EXTRACTED ENTRIES.
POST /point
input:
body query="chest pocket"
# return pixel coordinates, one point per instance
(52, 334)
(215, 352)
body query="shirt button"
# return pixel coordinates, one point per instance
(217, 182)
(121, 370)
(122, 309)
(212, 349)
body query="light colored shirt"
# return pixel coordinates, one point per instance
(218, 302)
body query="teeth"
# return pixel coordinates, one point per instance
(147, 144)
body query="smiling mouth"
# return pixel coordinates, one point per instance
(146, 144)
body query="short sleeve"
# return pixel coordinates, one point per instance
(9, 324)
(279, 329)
* * *
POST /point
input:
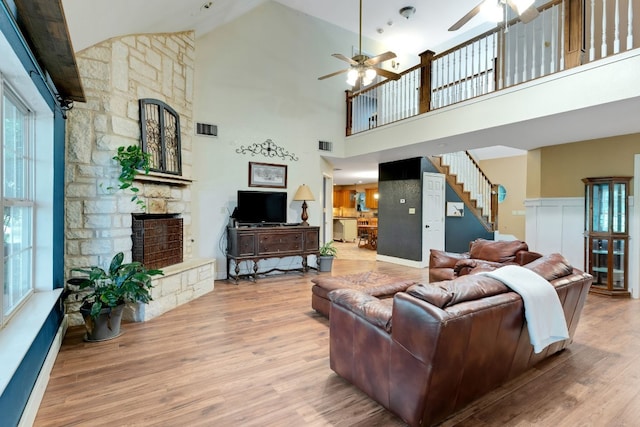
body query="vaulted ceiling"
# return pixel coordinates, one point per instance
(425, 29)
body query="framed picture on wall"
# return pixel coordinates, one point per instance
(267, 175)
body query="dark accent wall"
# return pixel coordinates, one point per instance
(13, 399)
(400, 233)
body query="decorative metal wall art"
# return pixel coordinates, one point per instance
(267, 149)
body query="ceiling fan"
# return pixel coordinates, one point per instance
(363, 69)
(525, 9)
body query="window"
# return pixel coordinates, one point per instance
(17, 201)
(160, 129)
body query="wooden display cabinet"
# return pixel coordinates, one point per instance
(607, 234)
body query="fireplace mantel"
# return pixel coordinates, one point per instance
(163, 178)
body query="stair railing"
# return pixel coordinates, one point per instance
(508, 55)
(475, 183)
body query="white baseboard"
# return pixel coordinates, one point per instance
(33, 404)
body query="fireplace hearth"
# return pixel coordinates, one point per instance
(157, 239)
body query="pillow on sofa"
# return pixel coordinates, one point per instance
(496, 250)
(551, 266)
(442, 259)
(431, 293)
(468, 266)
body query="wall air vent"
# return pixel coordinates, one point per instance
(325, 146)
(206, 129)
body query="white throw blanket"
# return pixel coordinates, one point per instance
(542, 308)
--
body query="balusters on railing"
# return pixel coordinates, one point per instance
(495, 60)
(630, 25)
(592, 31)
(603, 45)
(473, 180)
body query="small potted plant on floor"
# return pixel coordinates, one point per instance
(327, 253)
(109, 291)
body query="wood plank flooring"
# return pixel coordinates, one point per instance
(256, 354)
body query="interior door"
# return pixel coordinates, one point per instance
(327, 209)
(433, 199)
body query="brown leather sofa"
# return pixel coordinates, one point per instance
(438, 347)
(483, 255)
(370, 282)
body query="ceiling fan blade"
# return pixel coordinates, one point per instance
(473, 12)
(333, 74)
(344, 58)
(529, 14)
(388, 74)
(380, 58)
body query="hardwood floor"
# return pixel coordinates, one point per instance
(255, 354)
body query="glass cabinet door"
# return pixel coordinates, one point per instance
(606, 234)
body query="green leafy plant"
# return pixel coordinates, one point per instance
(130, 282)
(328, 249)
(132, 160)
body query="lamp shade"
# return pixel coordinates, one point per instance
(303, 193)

INSTRUCTIONS FOR THE TASK. Which lines of the records above hold the word "shirt"? Copy each of them.

ANSWER TO THIS PROBLEM.
body query="shirt button"
body query="light colored shirt"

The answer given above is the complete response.